── Source excerpt ──

TX2, allocate different threads on different CPUs? Possible?

For tx2, it has 6 CPUs(2 dual-core denver and 4 quad-core ARM A57). Now I have 6 threads(thread1, thread2, thread3, 4, 5, 6).

I want to allocate thread1 on denver 1, core 1.
thread2 on denver 2, core 2.

               thread3 on 1st A57, core 1.
               thread4 on 2nd A57, core 1.
               thread5 on 3rd A57, core 1.
               thread6 on 4th A57, core 1.

Can I allocate threads specifically on certain CPUs? And even more specifically on certain core of certain CPUs? It’s perfect if you can provide some sample code or link, it’s easier to understand by reading code.

Thanks in advance.

You may start looking at:

man sched_setaffinity
man taskset   # has also some details

More specifically, I am using it in my C++ program(one program uses 6 threads), not command line. Thanks a lot.

The man pages are just API notes. Using this in C++ just requires wrapping it with:

extern "C"

Example where an include file is mentioned from the man page:

extern "C" {
#include <sched.h>
}

…from there forward you can use “sched_setaffinity()” in C++ in the manner stated in the manual (“man”) page. I find man pages are often a better format than web tools.

There are sometimes C++ wrappers to such C functions, and newer C++ standards have some threadding additions, but the C interface will be available in an extraordinarily wide set of platforms going far back in time.

CPU_ZERO (&cpuset);
CPU_SET (0, &cpuset);
rc = sched_setaffinity (pid, size_cpu_set, &cpuset);

  1. It can only choose the CPU, but that function is not able to select which core of that CPU? How can I also choose the core in that specific CPU?

───
── Data for processing ──

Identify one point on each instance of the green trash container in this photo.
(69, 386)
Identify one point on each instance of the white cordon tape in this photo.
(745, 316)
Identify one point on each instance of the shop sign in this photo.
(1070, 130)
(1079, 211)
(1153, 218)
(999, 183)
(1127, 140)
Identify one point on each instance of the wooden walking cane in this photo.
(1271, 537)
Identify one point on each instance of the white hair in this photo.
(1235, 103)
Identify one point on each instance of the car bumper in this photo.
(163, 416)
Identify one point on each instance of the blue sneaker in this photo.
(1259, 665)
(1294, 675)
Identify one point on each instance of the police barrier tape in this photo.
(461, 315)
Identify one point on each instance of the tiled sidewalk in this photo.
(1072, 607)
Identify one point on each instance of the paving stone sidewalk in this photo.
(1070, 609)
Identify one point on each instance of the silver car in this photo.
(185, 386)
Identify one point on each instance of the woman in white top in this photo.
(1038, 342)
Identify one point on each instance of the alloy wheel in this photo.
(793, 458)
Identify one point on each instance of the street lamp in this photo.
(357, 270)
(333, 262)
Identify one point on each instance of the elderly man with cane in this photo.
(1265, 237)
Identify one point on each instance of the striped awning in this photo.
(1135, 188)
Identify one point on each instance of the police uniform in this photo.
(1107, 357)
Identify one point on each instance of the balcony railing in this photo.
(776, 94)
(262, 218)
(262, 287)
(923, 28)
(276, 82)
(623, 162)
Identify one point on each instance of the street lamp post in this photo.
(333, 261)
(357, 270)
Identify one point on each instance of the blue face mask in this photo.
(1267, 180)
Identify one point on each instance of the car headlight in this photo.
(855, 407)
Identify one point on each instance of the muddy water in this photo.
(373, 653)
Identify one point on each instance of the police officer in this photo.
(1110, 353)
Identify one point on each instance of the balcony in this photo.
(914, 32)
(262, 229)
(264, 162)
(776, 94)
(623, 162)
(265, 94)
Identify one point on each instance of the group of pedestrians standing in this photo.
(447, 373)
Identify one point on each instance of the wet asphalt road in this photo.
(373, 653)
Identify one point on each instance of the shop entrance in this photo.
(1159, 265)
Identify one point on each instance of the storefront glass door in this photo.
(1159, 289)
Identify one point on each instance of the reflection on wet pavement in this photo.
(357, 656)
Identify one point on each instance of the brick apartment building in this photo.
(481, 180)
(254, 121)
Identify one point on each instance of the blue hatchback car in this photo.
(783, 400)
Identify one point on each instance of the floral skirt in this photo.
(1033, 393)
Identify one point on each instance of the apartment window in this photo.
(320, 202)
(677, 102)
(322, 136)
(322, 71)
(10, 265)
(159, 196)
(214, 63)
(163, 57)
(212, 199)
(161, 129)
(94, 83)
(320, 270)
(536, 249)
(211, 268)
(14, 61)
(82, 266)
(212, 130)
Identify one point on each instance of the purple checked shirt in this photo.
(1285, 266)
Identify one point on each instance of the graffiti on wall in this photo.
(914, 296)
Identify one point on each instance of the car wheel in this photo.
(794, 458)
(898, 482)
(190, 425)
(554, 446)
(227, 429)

───

Set tasks:
• 1. Return, word for word, the passage of the forum thread on assigning threads to CPUs that starts at "TX2, allocate different" and ends at "denver 2, core 2.".
• 2. Retype the records without changes, starting at the line that contains "Identify one point on each instance of the muddy" and ending at the last line of the records, with both of those lines included.

Solutions below:
• 1.
TX2, allocate different threads on different CPUs? Possible?

For tx2, it has 6 CPUs(2 dual-core denver and 4 quad-core ARM A57). Now I have 6 threads(thread1, thread2, thread3, 4, 5, 6).

I want to allocate thread1 on denver 1, core 1.
thread2 on denver 2, core 2.

• 2.
Identify one point on each instance of the muddy water in this photo.
(373, 653)
Identify one point on each instance of the police officer in this photo.
(1110, 353)
Identify one point on each instance of the balcony in this photo.
(914, 32)
(262, 229)
(264, 162)
(776, 94)
(623, 162)
(265, 94)
Identify one point on each instance of the group of pedestrians standing in this photo.
(447, 373)
Identify one point on each instance of the wet asphalt road in this photo.
(373, 653)
Identify one point on each instance of the shop entrance in this photo.
(1159, 265)
Identify one point on each instance of the storefront glass door in this photo.
(1159, 289)
Identify one point on each instance of the reflection on wet pavement in this photo.
(357, 656)
Identify one point on each instance of the brick apartment building in this photo.
(481, 180)
(254, 121)
Identify one point on each instance of the blue hatchback car in this photo.
(783, 400)
Identify one point on each instance of the floral skirt in this photo.
(1033, 393)
Identify one point on each instance of the apartment window in this photo.
(320, 202)
(677, 102)
(322, 136)
(322, 71)
(10, 265)
(159, 196)
(214, 63)
(163, 57)
(212, 199)
(161, 129)
(94, 83)
(320, 270)
(536, 249)
(211, 268)
(14, 61)
(82, 266)
(212, 130)
Identify one point on each instance of the purple checked shirt in this photo.
(1285, 266)
Identify one point on each instance of the graffiti on wall in this photo.
(914, 296)
Identify one point on each instance of the car wheel in this photo.
(794, 458)
(898, 482)
(190, 425)
(554, 446)
(227, 429)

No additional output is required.